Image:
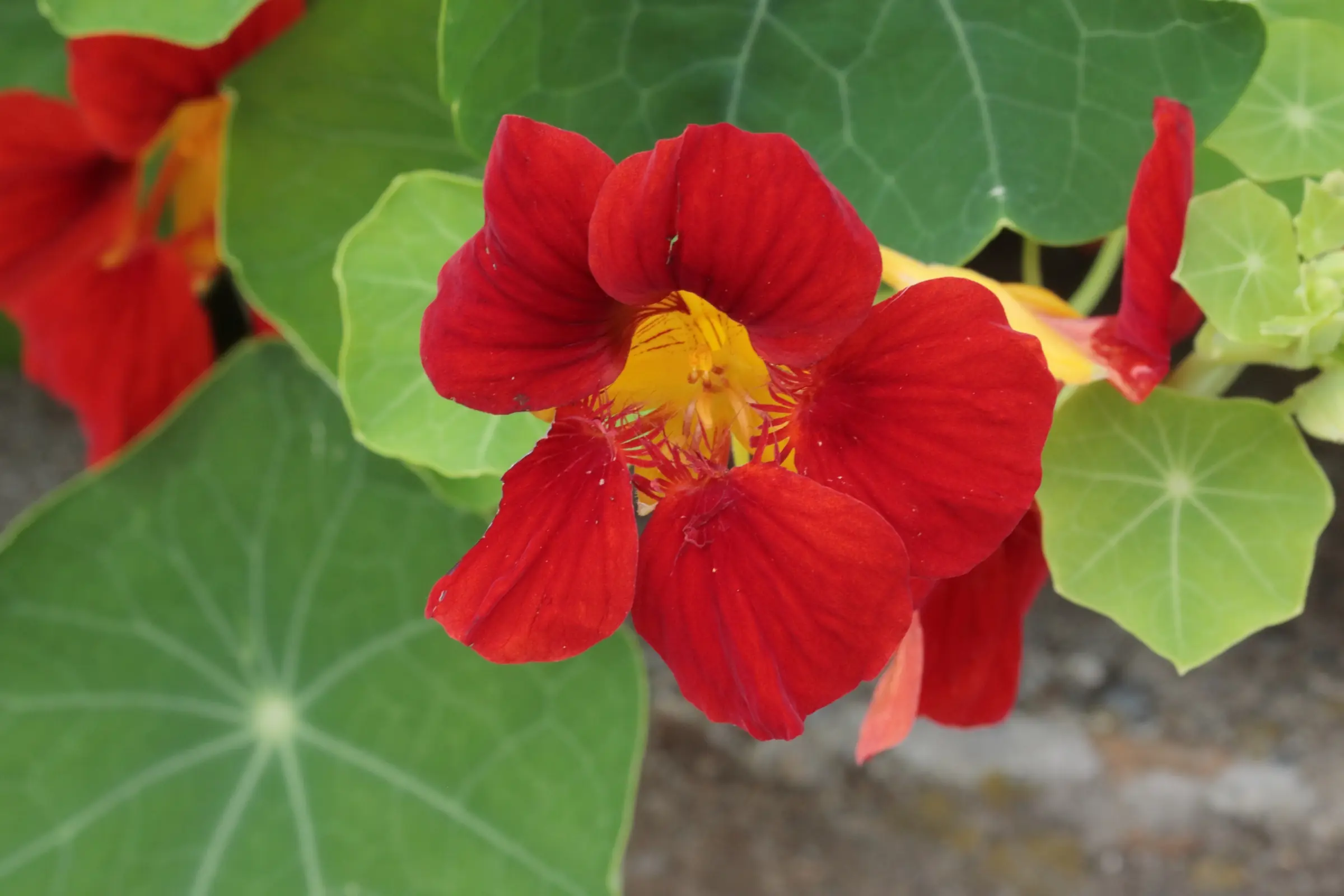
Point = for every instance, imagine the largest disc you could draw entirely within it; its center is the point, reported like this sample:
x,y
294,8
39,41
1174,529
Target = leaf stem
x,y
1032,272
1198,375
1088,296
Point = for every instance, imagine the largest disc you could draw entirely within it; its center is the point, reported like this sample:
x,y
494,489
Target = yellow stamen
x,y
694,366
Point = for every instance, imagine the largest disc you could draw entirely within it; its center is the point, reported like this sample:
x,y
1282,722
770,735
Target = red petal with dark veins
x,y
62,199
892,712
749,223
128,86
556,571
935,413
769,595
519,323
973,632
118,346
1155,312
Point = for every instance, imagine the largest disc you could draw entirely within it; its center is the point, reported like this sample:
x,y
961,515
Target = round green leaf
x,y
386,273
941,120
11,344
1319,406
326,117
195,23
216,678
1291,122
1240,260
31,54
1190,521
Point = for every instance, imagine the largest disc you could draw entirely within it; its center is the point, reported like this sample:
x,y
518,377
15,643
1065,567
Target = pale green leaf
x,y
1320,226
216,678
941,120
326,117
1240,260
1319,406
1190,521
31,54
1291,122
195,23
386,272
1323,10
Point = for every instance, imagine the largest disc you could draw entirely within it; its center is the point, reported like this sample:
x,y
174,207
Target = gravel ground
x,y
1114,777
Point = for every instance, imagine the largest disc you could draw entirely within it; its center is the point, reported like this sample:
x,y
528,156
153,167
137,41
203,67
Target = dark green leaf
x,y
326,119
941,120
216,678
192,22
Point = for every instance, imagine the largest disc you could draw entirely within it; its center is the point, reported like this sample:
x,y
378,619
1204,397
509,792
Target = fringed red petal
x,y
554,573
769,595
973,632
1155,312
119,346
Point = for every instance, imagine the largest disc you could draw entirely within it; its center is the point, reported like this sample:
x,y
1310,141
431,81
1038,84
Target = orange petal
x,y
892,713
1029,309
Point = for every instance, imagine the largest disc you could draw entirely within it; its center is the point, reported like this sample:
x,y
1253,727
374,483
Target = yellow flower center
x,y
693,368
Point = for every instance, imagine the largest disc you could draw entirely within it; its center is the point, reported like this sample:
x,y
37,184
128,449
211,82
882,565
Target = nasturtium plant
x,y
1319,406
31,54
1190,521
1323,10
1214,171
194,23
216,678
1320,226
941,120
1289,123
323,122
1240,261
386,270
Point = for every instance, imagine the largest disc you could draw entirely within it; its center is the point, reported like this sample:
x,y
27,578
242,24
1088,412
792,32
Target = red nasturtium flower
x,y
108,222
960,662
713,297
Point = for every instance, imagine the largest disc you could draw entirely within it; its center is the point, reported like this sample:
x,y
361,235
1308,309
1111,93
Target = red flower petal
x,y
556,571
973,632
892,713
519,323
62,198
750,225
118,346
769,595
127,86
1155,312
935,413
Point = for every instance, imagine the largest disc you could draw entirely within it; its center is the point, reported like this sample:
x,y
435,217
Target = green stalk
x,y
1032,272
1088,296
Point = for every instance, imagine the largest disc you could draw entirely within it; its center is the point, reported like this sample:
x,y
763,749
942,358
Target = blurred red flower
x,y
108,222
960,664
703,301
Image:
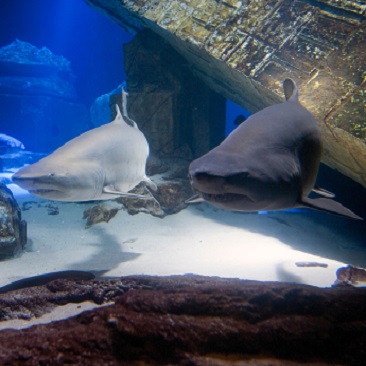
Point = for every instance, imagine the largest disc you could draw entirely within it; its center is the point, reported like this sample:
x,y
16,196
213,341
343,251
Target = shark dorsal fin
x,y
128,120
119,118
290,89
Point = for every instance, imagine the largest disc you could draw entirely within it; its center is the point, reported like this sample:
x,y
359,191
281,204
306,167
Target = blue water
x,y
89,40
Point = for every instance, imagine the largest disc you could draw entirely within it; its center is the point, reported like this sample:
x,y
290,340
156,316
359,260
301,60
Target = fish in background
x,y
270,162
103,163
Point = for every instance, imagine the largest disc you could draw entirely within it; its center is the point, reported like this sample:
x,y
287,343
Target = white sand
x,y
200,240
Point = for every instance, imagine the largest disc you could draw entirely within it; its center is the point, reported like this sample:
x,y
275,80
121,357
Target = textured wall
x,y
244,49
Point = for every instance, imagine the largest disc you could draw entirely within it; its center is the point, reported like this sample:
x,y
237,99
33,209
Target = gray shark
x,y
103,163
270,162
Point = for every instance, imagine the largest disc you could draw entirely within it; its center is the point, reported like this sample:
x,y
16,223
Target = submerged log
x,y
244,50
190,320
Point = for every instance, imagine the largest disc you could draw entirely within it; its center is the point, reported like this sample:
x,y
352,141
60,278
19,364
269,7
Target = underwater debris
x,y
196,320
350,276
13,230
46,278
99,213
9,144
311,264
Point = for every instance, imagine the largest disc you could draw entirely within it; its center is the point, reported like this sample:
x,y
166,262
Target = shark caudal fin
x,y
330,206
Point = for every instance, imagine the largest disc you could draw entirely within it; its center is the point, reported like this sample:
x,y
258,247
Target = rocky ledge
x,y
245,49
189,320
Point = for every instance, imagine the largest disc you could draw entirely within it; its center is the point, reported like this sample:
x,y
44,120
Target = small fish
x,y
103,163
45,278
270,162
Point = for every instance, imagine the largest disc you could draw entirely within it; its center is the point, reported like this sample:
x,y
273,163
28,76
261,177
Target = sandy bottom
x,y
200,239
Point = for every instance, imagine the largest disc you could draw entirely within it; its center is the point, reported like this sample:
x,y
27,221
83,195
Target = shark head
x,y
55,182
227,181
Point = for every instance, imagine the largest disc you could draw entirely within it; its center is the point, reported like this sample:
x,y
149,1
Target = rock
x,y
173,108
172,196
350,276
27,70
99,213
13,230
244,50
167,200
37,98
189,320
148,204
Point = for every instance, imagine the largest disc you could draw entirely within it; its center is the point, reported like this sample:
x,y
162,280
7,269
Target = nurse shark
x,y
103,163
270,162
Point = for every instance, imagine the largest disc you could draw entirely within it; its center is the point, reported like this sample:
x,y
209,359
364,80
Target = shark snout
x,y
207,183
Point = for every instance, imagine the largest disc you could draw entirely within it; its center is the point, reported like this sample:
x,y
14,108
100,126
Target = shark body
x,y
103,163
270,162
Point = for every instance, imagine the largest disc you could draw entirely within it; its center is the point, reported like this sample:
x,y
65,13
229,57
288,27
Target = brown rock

::::::

◆ Required work ◆
Copy the records exactly as they appear, excluding images.

◆ Correct output ◆
Image:
Point = for every instance, imagine the largest disc you could draw entirely within it; its center is the point, reported like this sample:
x,y
294,8
39,41
1174,529
Target = leaf stem
x,y
1032,272
1198,375
1088,296
Point = for every instance, imagine the largest disc you could draw entirely within it; its center is the point, reported like this sample:
x,y
494,489
Target = yellow stamen
x,y
694,366
Point = for every instance, imagine the largest disc you could draw entirely within it; its center is the point, reported like this sample:
x,y
1282,722
770,735
Target = red petal with dark veins
x,y
62,199
892,712
749,223
128,86
556,571
935,413
769,595
519,323
973,632
118,346
1155,312
Point = for every instance, imagine the largest disc you could draw entirely within it; its center is the point, reported like this sample:
x,y
961,515
Target = round green leaf
x,y
386,273
941,120
11,344
1319,406
326,117
195,23
216,678
1291,122
1240,260
31,54
1190,521
Point = for every instance, imagine the largest disc you could draw entirely within it; its center is the point, reported like this sample:
x,y
518,377
15,643
1065,567
Target = pale green leaf
x,y
1320,226
216,678
941,120
326,117
1240,260
1319,406
1190,521
31,54
1291,122
195,23
386,272
1323,10
Point = for every instance, imagine the largest disc you could draw entirely within it; its center is the point, reported like this sample:
x,y
174,207
Target = gravel ground
x,y
1114,777
Point = for every instance, imagine the largest disc you could draw entirely within it; its center is the point, reported like this sample:
x,y
528,156
153,167
137,41
203,67
Target = dark green leaf
x,y
326,119
941,120
216,678
192,22
Point = for every instance, imagine the largest disc you could draw entirely within it; its center is the point, reported like this sample:
x,y
378,619
1204,397
509,792
Target = fringed red petal
x,y
554,573
769,595
973,632
1155,312
119,346
Point = for every instance, imagine the largest disc you could draw entirely within it; its center is the point, reported like this sample:
x,y
1310,141
431,81
1038,84
Target = orange petal
x,y
892,713
1029,309
Point = for every instance, imagine the largest disc you could draw entirely within it; its center is the point, reported like this sample:
x,y
1253,727
374,483
Target = yellow flower center
x,y
693,368
Point = for every instance, imagine the largest disc you could draw entirely within it; its center is the point, reported like this sample:
x,y
37,184
128,449
211,82
882,565
Target = nasturtium plant
x,y
1319,406
31,54
1190,521
1323,10
1214,171
194,23
216,678
1320,226
941,120
1289,123
323,122
1240,261
386,270
Point = for every instance, imagine the largest disc you could draw entirely within it; its center is the point, reported like this sample:
x,y
27,578
242,24
1088,412
792,32
Target = red nasturtium flower
x,y
108,222
960,662
713,297
Point = for every instance, imagine the largest disc you could draw entirely within it; its center is the point, reported like this sample:
x,y
361,235
1308,309
1111,93
Target = red flower petal
x,y
556,571
973,632
892,713
519,323
62,198
750,225
118,346
769,595
127,86
1155,312
935,413
Point = for every instance, imagine the largest disc you could draw entirely within it; its center is the point, reported like this sample:
x,y
435,217
Target = green stalk
x,y
1032,272
1088,296
Point = for every instance, imagine the largest disc you could draw entirely within it; its center is the point, reported like this sample:
x,y
763,749
942,358
Target = blurred red flower
x,y
108,222
960,664
703,301
Image:
Point = for every instance, imagine the largest disc you could draw entirely within it; its center is the point, reported like this sample:
x,y
16,196
213,341
343,251
Target = shark dorsal fin
x,y
128,120
119,118
290,89
Point = for every instance, imagine the largest disc you could draw entirely within it; its center is the point, reported like this sample:
x,y
359,191
281,204
306,167
Target = blue water
x,y
89,40
Point = for every instance, imagine the largest disc you could draw entirely within it; its center is the point, reported like this sample:
x,y
290,340
156,316
359,260
301,60
Target = fish in background
x,y
270,162
103,163
Point = for every instance, imagine the largest disc you could draw entirely within it; its center is the point, reported like this sample:
x,y
287,343
Target = white sand
x,y
200,240
Point = for every instance, imagine the largest disc you could draw entirely within it; its center is the point, reported like this sample:
x,y
275,80
121,357
Target = textured wall
x,y
244,49
Point = for every instance, imagine the largest disc you could draw entirely within it; its center is the point, reported like this sample:
x,y
237,99
33,209
Target = gray shark
x,y
103,163
270,162
Point = for every instance, imagine the largest disc you could draw entirely within it; its center is the point, reported like this sample:
x,y
16,223
Target = submerged log
x,y
244,50
190,320
Point = for every instance, imagine the largest disc you could draw entirely within it; its center is the point, reported like this sample:
x,y
352,141
60,278
19,364
269,7
Target = underwater debris
x,y
196,320
350,276
13,230
46,278
99,213
9,144
311,264
Point = for every instance, imagine the largest disc you could draw entirely within it; its center is the point, reported like this sample:
x,y
166,262
Target = shark caudal fin
x,y
330,206
Point = for every instance, imagine the largest disc you could draw entirely within it; its center is the point, reported like this sample:
x,y
258,247
Target = rocky ledge
x,y
245,49
189,320
Point = for every instance, imagine the largest disc you could draw entirely within it; its center is the point, reported like this sample:
x,y
44,120
Target = small fish
x,y
103,163
45,278
270,162
Point = for every instance, imagine the largest disc you could draw entirely within it; its center is the point, reported like this sample:
x,y
273,163
28,76
261,177
Target = sandy bottom
x,y
200,239
Point = for every instance, imagine the largest disc you could draw entirely within it; its center is the point, reported like this sample:
x,y
27,221
83,195
Target = shark head
x,y
55,182
227,181
Point = for every instance, imagine the largest disc you could draw entirely within it; its center is the point, reported like this sample:
x,y
149,1
Target = rock
x,y
173,108
172,196
350,276
27,70
99,213
13,230
244,50
167,200
37,98
189,320
148,204
Point = for every instance, imagine the largest disc you could draw entirely within it; its center is the point, reported like this sample:
x,y
162,280
7,269
Target = nurse shark
x,y
103,163
270,162
Point = for every instance, imagine the largest disc you could draw entirely within it; its center is the point, reported like this sample:
x,y
209,359
364,80
Target = shark snout
x,y
207,183
Point = for every instance, imagine the largest disc you could draw entirely within it; its center is the point, reported like this sample:
x,y
14,108
100,126
Target = shark body
x,y
103,163
270,162
Point = for every instance, imagine the largest disc you could draw entirely within it; its center is the point, reported like this sample:
x,y
65,13
229,57
288,27
Target = brown rock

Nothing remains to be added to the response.